Problem description
Restate exactly, and only, the lines from the one containing "white shalwar kameez." through the end of the entries, keeping both endpoints.

Saved data entries

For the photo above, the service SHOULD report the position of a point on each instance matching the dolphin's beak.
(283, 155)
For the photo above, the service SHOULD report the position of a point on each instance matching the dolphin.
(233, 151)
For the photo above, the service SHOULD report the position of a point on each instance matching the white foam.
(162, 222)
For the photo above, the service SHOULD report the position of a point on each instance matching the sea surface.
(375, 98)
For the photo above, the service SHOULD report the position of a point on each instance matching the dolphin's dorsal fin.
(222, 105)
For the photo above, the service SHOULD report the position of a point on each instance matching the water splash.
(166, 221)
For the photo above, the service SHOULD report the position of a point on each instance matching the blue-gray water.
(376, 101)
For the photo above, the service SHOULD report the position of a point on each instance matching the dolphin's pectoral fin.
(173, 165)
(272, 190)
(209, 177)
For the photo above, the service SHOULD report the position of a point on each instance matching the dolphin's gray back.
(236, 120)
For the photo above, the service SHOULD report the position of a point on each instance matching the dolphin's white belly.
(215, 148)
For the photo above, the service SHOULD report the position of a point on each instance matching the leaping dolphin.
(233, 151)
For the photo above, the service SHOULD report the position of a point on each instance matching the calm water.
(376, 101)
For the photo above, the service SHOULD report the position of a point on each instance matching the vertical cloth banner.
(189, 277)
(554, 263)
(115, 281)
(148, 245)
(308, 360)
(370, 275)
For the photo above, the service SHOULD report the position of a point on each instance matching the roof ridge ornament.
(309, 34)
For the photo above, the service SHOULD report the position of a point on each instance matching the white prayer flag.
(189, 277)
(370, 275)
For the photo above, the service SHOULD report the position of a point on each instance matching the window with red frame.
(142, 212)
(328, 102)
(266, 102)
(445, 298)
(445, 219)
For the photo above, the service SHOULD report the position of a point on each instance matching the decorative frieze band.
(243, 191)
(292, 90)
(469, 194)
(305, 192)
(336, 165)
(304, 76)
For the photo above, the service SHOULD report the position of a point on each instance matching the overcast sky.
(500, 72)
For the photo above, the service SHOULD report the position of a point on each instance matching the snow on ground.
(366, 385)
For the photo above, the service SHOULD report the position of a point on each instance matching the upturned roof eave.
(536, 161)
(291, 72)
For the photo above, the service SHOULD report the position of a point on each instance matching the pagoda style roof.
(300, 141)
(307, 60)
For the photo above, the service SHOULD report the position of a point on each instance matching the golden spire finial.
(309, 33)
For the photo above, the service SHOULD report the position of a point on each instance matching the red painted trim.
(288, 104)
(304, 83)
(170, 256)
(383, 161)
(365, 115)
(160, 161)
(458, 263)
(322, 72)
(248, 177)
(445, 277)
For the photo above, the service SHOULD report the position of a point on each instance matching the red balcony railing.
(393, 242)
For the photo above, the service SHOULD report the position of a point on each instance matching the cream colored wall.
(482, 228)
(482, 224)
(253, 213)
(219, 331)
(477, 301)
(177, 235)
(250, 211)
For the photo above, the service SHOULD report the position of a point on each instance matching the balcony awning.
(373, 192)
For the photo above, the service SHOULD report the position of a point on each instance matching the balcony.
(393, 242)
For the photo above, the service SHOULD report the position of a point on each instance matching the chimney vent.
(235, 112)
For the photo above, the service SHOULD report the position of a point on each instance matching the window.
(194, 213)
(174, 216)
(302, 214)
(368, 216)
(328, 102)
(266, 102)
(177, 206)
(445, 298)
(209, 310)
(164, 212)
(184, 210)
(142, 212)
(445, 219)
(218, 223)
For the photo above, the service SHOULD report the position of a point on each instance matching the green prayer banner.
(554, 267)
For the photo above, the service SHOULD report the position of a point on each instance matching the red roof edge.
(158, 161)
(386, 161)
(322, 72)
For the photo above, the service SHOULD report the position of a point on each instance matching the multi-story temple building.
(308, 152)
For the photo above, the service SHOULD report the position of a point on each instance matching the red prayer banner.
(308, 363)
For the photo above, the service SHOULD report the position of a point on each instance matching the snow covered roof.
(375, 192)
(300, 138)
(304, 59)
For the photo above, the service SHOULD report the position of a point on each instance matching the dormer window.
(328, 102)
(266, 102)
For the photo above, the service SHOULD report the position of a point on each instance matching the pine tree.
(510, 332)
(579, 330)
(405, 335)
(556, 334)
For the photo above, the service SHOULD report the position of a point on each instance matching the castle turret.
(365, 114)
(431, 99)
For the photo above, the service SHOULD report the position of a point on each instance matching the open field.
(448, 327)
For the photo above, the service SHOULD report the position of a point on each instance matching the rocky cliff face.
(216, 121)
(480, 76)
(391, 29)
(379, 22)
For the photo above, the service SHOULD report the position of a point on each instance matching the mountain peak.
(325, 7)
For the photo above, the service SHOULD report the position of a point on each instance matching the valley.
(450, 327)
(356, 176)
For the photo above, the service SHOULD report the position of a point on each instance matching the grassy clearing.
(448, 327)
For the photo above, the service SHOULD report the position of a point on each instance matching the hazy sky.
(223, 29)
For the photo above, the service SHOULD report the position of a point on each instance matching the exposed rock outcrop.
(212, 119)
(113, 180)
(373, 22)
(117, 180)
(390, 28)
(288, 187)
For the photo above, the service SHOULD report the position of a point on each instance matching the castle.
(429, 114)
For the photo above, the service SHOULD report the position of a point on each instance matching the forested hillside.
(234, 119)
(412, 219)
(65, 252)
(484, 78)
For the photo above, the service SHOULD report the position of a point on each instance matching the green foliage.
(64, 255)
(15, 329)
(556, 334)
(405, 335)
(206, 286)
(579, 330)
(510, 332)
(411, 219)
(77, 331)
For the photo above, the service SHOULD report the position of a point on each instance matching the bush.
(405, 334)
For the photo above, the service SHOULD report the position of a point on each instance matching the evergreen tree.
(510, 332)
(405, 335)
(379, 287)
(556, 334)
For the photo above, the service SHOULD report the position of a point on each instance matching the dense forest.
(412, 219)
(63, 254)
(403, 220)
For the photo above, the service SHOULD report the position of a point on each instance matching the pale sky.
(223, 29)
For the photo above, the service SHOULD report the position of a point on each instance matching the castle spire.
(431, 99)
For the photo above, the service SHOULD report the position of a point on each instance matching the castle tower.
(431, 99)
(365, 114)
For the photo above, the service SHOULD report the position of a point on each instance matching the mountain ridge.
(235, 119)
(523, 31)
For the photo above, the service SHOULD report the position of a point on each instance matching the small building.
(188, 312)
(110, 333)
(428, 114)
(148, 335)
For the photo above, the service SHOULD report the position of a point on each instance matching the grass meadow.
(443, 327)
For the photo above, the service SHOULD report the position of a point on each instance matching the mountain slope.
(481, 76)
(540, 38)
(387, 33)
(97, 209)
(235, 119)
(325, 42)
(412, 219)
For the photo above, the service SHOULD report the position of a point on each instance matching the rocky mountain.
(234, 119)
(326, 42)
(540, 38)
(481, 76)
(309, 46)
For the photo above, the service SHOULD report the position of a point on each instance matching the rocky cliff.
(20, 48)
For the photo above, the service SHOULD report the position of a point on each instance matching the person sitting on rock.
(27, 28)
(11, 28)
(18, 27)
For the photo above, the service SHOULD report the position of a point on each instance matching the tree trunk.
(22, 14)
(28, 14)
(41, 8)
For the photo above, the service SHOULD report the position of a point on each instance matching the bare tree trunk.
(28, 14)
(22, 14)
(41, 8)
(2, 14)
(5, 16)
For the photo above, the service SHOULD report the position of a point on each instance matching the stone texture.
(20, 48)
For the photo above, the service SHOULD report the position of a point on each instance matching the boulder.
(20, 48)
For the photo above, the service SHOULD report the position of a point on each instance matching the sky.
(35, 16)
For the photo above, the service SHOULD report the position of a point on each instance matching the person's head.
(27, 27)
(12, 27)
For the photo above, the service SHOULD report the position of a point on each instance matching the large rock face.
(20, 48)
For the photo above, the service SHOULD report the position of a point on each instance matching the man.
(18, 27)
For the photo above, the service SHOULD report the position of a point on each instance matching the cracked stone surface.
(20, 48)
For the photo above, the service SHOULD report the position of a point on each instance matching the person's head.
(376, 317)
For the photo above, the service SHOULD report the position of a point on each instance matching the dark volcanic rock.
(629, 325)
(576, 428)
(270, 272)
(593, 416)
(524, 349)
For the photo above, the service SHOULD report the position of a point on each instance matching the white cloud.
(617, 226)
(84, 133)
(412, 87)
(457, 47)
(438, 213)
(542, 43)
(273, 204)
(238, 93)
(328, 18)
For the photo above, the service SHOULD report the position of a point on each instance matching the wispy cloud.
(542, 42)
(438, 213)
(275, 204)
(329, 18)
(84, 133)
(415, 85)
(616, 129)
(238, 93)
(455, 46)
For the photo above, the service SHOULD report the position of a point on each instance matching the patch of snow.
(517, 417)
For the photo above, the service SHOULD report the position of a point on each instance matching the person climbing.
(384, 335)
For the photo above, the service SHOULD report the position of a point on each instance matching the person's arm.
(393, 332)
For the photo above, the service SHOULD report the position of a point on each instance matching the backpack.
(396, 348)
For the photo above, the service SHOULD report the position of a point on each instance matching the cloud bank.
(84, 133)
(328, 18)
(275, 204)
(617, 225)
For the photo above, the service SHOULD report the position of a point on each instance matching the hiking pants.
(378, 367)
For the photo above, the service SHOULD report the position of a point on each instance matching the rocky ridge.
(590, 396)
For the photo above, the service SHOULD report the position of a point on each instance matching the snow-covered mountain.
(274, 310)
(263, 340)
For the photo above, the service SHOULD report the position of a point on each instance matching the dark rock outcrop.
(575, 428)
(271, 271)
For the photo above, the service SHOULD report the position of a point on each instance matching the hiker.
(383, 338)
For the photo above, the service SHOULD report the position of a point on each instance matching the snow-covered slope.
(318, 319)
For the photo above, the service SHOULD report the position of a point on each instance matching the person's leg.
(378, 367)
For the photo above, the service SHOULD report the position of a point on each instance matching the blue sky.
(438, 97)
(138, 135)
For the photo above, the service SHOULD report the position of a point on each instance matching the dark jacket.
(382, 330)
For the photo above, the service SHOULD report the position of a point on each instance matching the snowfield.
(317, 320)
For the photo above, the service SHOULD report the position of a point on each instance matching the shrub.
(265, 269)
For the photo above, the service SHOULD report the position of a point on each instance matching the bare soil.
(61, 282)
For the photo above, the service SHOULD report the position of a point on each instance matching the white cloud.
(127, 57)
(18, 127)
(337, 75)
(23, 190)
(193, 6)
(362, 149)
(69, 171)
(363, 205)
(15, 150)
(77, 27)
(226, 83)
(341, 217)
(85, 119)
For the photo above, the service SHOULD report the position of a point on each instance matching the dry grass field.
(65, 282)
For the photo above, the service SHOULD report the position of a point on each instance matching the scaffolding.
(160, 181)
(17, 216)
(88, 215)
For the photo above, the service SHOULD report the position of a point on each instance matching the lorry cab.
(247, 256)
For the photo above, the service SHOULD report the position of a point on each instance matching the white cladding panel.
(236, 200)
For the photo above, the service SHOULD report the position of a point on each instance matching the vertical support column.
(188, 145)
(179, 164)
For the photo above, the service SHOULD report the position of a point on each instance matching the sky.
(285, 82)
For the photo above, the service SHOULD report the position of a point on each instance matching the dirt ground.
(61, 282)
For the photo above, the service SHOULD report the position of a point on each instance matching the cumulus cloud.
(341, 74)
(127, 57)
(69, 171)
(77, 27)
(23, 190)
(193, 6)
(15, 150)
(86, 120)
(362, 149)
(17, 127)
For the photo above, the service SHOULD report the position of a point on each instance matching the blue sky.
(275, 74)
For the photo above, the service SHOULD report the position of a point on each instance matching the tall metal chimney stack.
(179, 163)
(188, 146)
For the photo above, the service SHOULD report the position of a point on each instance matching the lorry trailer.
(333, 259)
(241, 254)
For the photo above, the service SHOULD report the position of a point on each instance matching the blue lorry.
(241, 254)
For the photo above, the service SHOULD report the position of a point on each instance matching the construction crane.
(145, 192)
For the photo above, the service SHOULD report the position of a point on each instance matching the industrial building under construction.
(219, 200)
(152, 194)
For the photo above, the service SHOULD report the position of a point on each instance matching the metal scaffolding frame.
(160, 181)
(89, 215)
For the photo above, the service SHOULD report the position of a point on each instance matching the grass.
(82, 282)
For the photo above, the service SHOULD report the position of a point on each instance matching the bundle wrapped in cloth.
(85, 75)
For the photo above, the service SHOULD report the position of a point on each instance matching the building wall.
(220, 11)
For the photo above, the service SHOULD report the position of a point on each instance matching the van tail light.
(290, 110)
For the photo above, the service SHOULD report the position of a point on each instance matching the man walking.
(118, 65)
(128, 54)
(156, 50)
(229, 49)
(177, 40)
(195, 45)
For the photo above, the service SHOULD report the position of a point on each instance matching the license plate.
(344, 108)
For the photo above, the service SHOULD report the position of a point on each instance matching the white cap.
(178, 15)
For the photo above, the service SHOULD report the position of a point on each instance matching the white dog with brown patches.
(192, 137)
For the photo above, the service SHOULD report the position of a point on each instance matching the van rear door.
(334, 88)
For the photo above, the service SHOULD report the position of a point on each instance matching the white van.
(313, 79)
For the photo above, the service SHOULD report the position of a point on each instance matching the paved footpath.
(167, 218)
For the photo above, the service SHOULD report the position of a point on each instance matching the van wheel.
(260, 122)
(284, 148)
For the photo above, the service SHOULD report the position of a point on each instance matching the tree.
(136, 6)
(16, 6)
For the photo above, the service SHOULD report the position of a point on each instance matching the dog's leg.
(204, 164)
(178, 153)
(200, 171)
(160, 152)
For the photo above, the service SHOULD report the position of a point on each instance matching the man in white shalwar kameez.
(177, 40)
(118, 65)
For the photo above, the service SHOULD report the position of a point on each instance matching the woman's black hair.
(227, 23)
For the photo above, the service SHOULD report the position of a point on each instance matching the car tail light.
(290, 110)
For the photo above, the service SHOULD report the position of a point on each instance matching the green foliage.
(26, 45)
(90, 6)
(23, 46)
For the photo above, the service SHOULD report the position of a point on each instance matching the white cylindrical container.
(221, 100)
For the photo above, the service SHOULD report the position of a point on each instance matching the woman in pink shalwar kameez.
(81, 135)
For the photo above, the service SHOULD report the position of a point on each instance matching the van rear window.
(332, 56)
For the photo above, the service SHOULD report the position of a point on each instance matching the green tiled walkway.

Written response
For the photo above, the service SHOULD report the position of a point on each instance matching the man in white shalwar kameez.
(177, 40)
(118, 65)
For the photo above, the service SHOULD report the position of a point on each instance matching the woman's black hair.
(227, 23)
For the photo above, the service SHOULD report the position of a point on each instance matching the car tail light.
(290, 110)
For the photo above, the service SHOULD report the position of a point on each instance matching the green foliage.
(26, 45)
(90, 6)
(23, 46)
For the photo above, the service SHOULD report the position of a point on each instance matching the white cylindrical container.
(221, 100)
For the photo above, the service SHOULD report the position of a point on each instance matching the woman in pink shalwar kameez.
(81, 135)
For the photo above, the service SHOULD report the position of a point on each instance matching the van rear window.
(332, 56)
For the photo above, the service SHOULD report the position of a point on each instance matching the green tiled walkway.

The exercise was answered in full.